──────── SOURCE RECORDS

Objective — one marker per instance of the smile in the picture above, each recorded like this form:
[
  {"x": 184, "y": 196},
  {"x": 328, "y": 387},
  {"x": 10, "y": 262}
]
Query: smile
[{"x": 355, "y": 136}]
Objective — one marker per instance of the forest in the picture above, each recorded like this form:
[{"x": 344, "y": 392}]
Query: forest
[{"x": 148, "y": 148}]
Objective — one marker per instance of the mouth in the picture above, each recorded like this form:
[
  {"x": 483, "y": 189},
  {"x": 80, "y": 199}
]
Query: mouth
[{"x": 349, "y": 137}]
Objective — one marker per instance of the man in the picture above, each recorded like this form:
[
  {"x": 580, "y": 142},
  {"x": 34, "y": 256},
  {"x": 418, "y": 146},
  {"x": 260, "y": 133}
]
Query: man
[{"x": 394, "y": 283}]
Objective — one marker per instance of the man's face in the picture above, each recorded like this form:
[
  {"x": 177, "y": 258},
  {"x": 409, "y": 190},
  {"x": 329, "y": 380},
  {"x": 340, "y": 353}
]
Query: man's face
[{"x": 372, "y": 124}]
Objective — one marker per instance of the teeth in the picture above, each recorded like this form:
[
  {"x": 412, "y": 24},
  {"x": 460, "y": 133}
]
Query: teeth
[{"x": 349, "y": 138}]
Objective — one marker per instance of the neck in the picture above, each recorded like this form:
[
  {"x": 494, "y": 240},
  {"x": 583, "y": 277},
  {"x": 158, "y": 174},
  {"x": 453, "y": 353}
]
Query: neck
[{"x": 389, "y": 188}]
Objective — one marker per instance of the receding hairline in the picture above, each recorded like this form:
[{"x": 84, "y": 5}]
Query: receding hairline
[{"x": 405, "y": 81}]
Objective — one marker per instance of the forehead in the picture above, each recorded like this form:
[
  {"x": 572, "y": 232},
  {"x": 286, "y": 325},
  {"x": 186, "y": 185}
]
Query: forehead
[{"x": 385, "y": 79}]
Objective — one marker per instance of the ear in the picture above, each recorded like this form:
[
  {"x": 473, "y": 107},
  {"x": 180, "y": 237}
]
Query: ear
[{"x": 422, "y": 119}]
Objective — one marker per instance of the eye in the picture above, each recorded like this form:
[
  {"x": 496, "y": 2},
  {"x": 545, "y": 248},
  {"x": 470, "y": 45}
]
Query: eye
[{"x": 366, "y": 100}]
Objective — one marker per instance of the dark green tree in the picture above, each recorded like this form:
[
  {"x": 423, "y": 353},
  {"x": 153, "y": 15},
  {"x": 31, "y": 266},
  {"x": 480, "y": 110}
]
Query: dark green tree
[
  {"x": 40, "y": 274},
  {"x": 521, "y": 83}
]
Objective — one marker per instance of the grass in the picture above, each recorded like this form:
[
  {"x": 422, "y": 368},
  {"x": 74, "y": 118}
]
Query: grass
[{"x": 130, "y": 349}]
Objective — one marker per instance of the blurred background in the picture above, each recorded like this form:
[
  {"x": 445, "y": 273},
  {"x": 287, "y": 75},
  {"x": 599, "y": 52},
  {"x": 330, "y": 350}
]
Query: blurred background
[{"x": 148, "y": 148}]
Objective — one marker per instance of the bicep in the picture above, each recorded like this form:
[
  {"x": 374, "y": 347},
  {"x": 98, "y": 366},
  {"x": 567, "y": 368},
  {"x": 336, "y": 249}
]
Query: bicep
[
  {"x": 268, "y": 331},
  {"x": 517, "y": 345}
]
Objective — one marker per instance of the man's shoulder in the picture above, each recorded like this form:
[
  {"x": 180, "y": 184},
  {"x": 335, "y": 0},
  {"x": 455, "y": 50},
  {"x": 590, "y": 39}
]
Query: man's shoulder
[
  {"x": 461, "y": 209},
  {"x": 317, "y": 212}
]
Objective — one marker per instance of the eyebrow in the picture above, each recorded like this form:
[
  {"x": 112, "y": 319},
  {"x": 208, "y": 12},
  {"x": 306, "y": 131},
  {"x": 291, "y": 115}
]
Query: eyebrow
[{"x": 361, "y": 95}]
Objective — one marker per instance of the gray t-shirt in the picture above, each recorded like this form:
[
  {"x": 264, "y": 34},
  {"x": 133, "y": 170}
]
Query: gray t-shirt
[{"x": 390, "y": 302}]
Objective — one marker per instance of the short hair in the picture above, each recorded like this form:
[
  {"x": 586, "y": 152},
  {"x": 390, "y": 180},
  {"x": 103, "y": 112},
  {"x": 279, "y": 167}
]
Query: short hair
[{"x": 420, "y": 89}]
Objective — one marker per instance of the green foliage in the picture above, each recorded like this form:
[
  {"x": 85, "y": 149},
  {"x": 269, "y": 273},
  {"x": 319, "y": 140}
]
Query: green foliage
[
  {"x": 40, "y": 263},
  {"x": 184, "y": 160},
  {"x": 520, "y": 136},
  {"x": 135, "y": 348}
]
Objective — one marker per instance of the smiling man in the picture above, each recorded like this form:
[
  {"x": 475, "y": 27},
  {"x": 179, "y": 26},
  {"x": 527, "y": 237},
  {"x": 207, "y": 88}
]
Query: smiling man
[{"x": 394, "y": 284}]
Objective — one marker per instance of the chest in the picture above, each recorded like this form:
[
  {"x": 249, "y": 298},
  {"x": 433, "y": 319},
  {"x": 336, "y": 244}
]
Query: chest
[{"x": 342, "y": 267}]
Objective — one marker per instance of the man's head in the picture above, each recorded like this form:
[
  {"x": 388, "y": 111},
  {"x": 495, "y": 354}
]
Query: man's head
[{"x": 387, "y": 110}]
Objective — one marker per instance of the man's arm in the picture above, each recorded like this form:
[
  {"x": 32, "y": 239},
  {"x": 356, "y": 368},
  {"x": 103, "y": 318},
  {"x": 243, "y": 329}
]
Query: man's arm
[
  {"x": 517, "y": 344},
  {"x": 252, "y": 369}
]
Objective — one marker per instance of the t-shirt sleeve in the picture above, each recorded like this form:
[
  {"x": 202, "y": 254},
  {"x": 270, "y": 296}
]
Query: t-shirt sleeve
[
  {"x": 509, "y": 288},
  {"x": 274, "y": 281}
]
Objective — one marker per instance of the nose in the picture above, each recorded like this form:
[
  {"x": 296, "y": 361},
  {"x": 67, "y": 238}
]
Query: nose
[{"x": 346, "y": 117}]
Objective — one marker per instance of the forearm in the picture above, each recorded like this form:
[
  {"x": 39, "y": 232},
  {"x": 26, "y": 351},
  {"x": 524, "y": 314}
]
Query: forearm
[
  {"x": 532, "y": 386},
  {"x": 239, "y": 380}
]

────────────────

■ EXERCISE DIRECTIONS: Render all of the records above as a JSON list of strings, with one string for each line and any blank lines omitted.

■ ANSWER TO THIS TASK:
[
  "Objective — one marker per instance of the smile in the picture above, each recorded like this form:",
  "[",
  "  {\"x\": 184, \"y\": 196},",
  "  {\"x\": 328, \"y\": 387},",
  "  {\"x\": 10, \"y\": 262}",
  "]",
  "Query: smile",
  "[{\"x\": 355, \"y\": 136}]",
  "Objective — one marker per instance of the forest in the picture above, each recorded like this form:",
  "[{\"x\": 344, \"y\": 392}]",
  "Query: forest",
  "[{\"x\": 148, \"y\": 148}]",
  "Objective — one marker per instance of the mouth in the picture above, each recorded like this form:",
  "[",
  "  {\"x\": 483, \"y\": 189},",
  "  {\"x\": 80, \"y\": 199}",
  "]",
  "Query: mouth",
  "[{\"x\": 349, \"y\": 137}]",
  "Objective — one marker per instance of the man in the picture above, each recorded like this form:",
  "[",
  "  {\"x\": 580, \"y\": 142},",
  "  {\"x\": 34, \"y\": 256},",
  "  {\"x\": 418, \"y\": 146},",
  "  {\"x\": 260, \"y\": 133}",
  "]",
  "Query: man",
  "[{\"x\": 394, \"y\": 283}]",
  "Objective — one marker per instance of the man's face in the picture above, each recorded like this form:",
  "[",
  "  {\"x\": 177, \"y\": 258},",
  "  {\"x\": 409, \"y\": 190},",
  "  {\"x\": 329, \"y\": 380},",
  "  {\"x\": 340, \"y\": 353}",
  "]",
  "Query: man's face",
  "[{\"x\": 372, \"y\": 124}]",
  "Objective — one marker per instance of the teeth in the picture above, each recorded like this form:",
  "[",
  "  {\"x\": 412, \"y\": 24},",
  "  {\"x\": 460, \"y\": 133}",
  "]",
  "Query: teeth",
  "[{\"x\": 349, \"y\": 138}]",
  "Objective — one marker per instance of the neck in the picture above, each recorded like this form:",
  "[",
  "  {\"x\": 494, \"y\": 240},",
  "  {\"x\": 583, \"y\": 277},",
  "  {\"x\": 158, \"y\": 174},",
  "  {\"x\": 453, \"y\": 353}",
  "]",
  "Query: neck",
  "[{\"x\": 389, \"y\": 188}]",
  "Objective — one marker per instance of the receding hairline in the picture above, each recorded like this form:",
  "[{\"x\": 84, \"y\": 5}]",
  "Query: receding hairline",
  "[{\"x\": 405, \"y\": 81}]",
  "Objective — one marker per instance of the forehead in the picture above, each recorded like this form:",
  "[",
  "  {\"x\": 572, \"y\": 232},",
  "  {\"x\": 286, \"y\": 325},",
  "  {\"x\": 186, \"y\": 185}",
  "]",
  "Query: forehead",
  "[{\"x\": 385, \"y\": 79}]",
  "Objective — one marker per instance of the ear in the picture above, each recorded like this form:",
  "[",
  "  {\"x\": 473, \"y\": 107},",
  "  {\"x\": 180, \"y\": 237}",
  "]",
  "Query: ear",
  "[{\"x\": 422, \"y\": 119}]",
  "Objective — one marker per instance of the eye in the picture above, each recorded like this form:",
  "[",
  "  {\"x\": 496, \"y\": 2},",
  "  {\"x\": 545, \"y\": 248},",
  "  {\"x\": 470, \"y\": 45}",
  "]",
  "Query: eye",
  "[{\"x\": 366, \"y\": 100}]",
  "Objective — one marker per instance of the dark green tree in the picture above, each recorded like this form:",
  "[",
  "  {\"x\": 423, \"y\": 353},",
  "  {\"x\": 153, \"y\": 15},",
  "  {\"x\": 31, \"y\": 266},",
  "  {\"x\": 480, \"y\": 110}",
  "]",
  "Query: dark green tree",
  "[",
  "  {\"x\": 40, \"y\": 274},",
  "  {\"x\": 521, \"y\": 83}",
  "]",
  "Objective — one marker per instance of the grass in the picture above, each recorded like this form:",
  "[",
  "  {\"x\": 422, \"y\": 368},",
  "  {\"x\": 74, \"y\": 118}",
  "]",
  "Query: grass",
  "[{\"x\": 130, \"y\": 349}]",
  "Objective — one marker per instance of the blurred background in the picture above, each recorded like this form:",
  "[",
  "  {\"x\": 445, \"y\": 273},",
  "  {\"x\": 287, \"y\": 75},",
  "  {\"x\": 599, \"y\": 52},",
  "  {\"x\": 330, \"y\": 350}",
  "]",
  "Query: blurred background",
  "[{\"x\": 148, \"y\": 148}]",
  "Objective — one marker per instance of the bicep in the picture above, each recorded like this form:",
  "[",
  "  {\"x\": 374, \"y\": 347},",
  "  {\"x\": 98, \"y\": 366},",
  "  {\"x\": 567, \"y\": 368},",
  "  {\"x\": 336, \"y\": 249}",
  "]",
  "Query: bicep",
  "[",
  "  {\"x\": 268, \"y\": 331},",
  "  {\"x\": 517, \"y\": 345}",
  "]",
  "Objective — one marker per instance of the man's shoulder in the picture above, each recorded like this form:",
  "[",
  "  {\"x\": 180, \"y\": 184},",
  "  {\"x\": 335, \"y\": 0},",
  "  {\"x\": 455, \"y\": 50},",
  "  {\"x\": 590, \"y\": 39}",
  "]",
  "Query: man's shoulder",
  "[",
  "  {\"x\": 461, \"y\": 209},",
  "  {\"x\": 317, \"y\": 212}",
  "]",
  "Objective — one marker per instance of the eyebrow in the picture above, each recorded like this form:",
  "[",
  "  {\"x\": 112, \"y\": 319},",
  "  {\"x\": 208, \"y\": 12},",
  "  {\"x\": 306, \"y\": 131},",
  "  {\"x\": 291, \"y\": 115}",
  "]",
  "Query: eyebrow",
  "[{\"x\": 361, \"y\": 95}]",
  "Objective — one marker per instance of the gray t-shirt in the picture above, each recorded like this form:",
  "[",
  "  {\"x\": 264, \"y\": 34},",
  "  {\"x\": 133, \"y\": 170}",
  "]",
  "Query: gray t-shirt",
  "[{\"x\": 390, \"y\": 302}]",
  "Objective — one marker per instance of the short hair in the picture above, each recorded like this form:",
  "[",
  "  {\"x\": 586, \"y\": 152},",
  "  {\"x\": 390, \"y\": 180},",
  "  {\"x\": 103, \"y\": 112},",
  "  {\"x\": 279, \"y\": 167}",
  "]",
  "Query: short hair",
  "[{\"x\": 420, \"y\": 89}]",
  "Objective — one marker per instance of the green foliage in the picture above, each recorded like this form:",
  "[",
  "  {\"x\": 85, \"y\": 149},",
  "  {\"x\": 269, \"y\": 273},",
  "  {\"x\": 319, \"y\": 140}",
  "]",
  "Query: green foliage",
  "[",
  "  {\"x\": 40, \"y\": 263},",
  "  {\"x\": 184, \"y\": 160},",
  "  {\"x\": 520, \"y\": 136},",
  "  {\"x\": 135, \"y\": 348}",
  "]",
  "Objective — one marker per instance of the smiling man in the picture above, each recorded like this form:",
  "[",
  "  {\"x\": 475, \"y\": 27},",
  "  {\"x\": 179, \"y\": 26},",
  "  {\"x\": 527, \"y\": 237},",
  "  {\"x\": 207, \"y\": 88}",
  "]",
  "Query: smiling man",
  "[{\"x\": 394, \"y\": 284}]",
  "Objective — one marker per instance of the chest in the picture above, each recorded like this form:",
  "[",
  "  {\"x\": 249, \"y\": 298},",
  "  {\"x\": 433, \"y\": 319},",
  "  {\"x\": 336, \"y\": 244}",
  "]",
  "Query: chest",
  "[{\"x\": 342, \"y\": 267}]",
  "Objective — one marker per instance of the man's head in the picture above, each recorded like this form:",
  "[",
  "  {\"x\": 388, \"y\": 111},",
  "  {\"x\": 495, \"y\": 354}",
  "]",
  "Query: man's head",
  "[{\"x\": 387, \"y\": 110}]",
  "Objective — one marker per instance of the man's arm in the picture above, each recorded like this form:",
  "[",
  "  {\"x\": 32, \"y\": 239},",
  "  {\"x\": 356, \"y\": 368},",
  "  {\"x\": 103, \"y\": 318},",
  "  {\"x\": 243, \"y\": 329}",
  "]",
  "Query: man's arm",
  "[",
  "  {\"x\": 517, \"y\": 344},",
  "  {\"x\": 252, \"y\": 369}",
  "]",
  "Objective — one marker per instance of the t-shirt sleeve in the picture above, each recorded like this form:",
  "[",
  "  {\"x\": 202, \"y\": 254},",
  "  {\"x\": 270, \"y\": 296}",
  "]",
  "Query: t-shirt sleeve",
  "[",
  "  {\"x\": 509, \"y\": 288},",
  "  {\"x\": 274, \"y\": 281}",
  "]",
  "Objective — one marker per instance of the nose in the picture above, each recorded like this form:",
  "[",
  "  {\"x\": 296, \"y\": 361},",
  "  {\"x\": 67, \"y\": 238}",
  "]",
  "Query: nose",
  "[{\"x\": 346, \"y\": 117}]",
  "Objective — one marker per instance of the forearm in the picture above, each recorded like this form:",
  "[",
  "  {\"x\": 39, \"y\": 232},",
  "  {\"x\": 26, \"y\": 351},",
  "  {\"x\": 524, \"y\": 314}",
  "]",
  "Query: forearm",
  "[",
  "  {\"x\": 532, \"y\": 386},",
  "  {\"x\": 239, \"y\": 380}",
  "]"
]